[DATA LISTING Boundary: Start]
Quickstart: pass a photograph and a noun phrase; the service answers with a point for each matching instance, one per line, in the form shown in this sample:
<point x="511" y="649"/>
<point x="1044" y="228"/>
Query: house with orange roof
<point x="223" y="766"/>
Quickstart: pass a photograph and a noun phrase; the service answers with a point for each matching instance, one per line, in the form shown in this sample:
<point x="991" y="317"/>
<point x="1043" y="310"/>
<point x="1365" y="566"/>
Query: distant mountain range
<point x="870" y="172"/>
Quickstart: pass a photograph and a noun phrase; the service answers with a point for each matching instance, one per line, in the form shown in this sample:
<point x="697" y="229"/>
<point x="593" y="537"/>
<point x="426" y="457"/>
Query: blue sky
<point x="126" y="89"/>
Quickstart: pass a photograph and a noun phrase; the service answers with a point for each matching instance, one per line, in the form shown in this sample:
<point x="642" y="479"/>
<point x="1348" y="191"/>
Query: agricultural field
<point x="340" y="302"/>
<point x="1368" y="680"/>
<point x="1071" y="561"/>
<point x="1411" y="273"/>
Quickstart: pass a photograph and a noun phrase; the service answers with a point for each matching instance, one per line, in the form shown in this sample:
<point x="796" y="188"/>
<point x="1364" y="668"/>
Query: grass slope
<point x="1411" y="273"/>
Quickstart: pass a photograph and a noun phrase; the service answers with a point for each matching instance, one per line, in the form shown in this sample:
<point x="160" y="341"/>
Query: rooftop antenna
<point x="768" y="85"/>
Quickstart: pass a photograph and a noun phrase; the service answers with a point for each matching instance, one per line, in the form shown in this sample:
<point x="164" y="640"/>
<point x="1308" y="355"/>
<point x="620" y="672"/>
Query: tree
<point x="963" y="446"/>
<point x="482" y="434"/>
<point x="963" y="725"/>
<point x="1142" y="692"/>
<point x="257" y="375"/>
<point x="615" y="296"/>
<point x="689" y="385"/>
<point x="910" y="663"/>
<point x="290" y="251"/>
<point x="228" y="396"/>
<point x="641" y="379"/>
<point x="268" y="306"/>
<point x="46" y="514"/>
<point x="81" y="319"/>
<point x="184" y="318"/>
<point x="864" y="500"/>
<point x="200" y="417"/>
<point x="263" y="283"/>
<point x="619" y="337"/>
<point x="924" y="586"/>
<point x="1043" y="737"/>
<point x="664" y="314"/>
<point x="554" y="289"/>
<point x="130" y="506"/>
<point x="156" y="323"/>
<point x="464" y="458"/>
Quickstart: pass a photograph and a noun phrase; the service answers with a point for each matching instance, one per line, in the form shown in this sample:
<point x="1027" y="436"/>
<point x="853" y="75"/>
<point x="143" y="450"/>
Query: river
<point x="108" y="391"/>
[DATA LISTING Boundary: End]
## ABOUT THIS EXERCISE
The answer must be a verbatim transcription of all the entries.

## TASK ANSWER
Quickstart: pass a photograph and a noun phrase; the service answers with a point for each matching instance, one per line, in the form shown in this sample:
<point x="511" y="649"/>
<point x="1044" y="228"/>
Query: house with orange roof
<point x="223" y="766"/>
Quickstart: pass a photograph and a noun phrase; the service answers with a point for each matching instance, one per line, in the form shown in this sample:
<point x="991" y="317"/>
<point x="1043" y="310"/>
<point x="1365" y="566"/>
Query: distant mountain range
<point x="870" y="172"/>
Quickstart: pass a photograph and a noun phrase; the service answers with a point for each matching instance, one per line, in the form shown in this sample:
<point x="697" y="229"/>
<point x="593" y="537"/>
<point x="426" y="457"/>
Query: blue sky
<point x="126" y="89"/>
Quickstart: pass a photograph and a noun phrase; the service answers with a point for each matching instance, one per line, in the form shown in this sample:
<point x="642" y="479"/>
<point x="1348" y="191"/>
Query: agricultural field
<point x="340" y="302"/>
<point x="1368" y="680"/>
<point x="1071" y="561"/>
<point x="1411" y="273"/>
Quickstart: pass a photograph and a noun phrase; the service answers with a point for each matching instance, one per line, in the form shown in this sample:
<point x="796" y="188"/>
<point x="1364" y="668"/>
Query: grass slope
<point x="1411" y="273"/>
Quickstart: pass a photograph and a noun phrase; the service answers with a point for each matching instance, one per line, in the form shown in this sample:
<point x="160" y="341"/>
Query: rooftop antenna
<point x="768" y="85"/>
Quickstart: pass a photograph and a noun phrase; the service answers with a point for each matching instance, one per line, in the form shown in this sample:
<point x="164" y="640"/>
<point x="1308" y="355"/>
<point x="620" y="672"/>
Query: tree
<point x="963" y="446"/>
<point x="482" y="434"/>
<point x="963" y="725"/>
<point x="1142" y="692"/>
<point x="257" y="375"/>
<point x="615" y="296"/>
<point x="689" y="385"/>
<point x="910" y="663"/>
<point x="290" y="251"/>
<point x="228" y="396"/>
<point x="641" y="379"/>
<point x="268" y="306"/>
<point x="46" y="514"/>
<point x="81" y="319"/>
<point x="184" y="318"/>
<point x="864" y="500"/>
<point x="200" y="417"/>
<point x="263" y="283"/>
<point x="619" y="337"/>
<point x="924" y="586"/>
<point x="1043" y="737"/>
<point x="664" y="314"/>
<point x="554" y="289"/>
<point x="130" y="506"/>
<point x="156" y="323"/>
<point x="464" y="458"/>
Quickstart: pass a photograph and a noun phrase; the service answers with a point for each matching instance, one per line, in the form shown in this sample:
<point x="1027" y="436"/>
<point x="853" y="75"/>
<point x="143" y="450"/>
Query: river
<point x="108" y="391"/>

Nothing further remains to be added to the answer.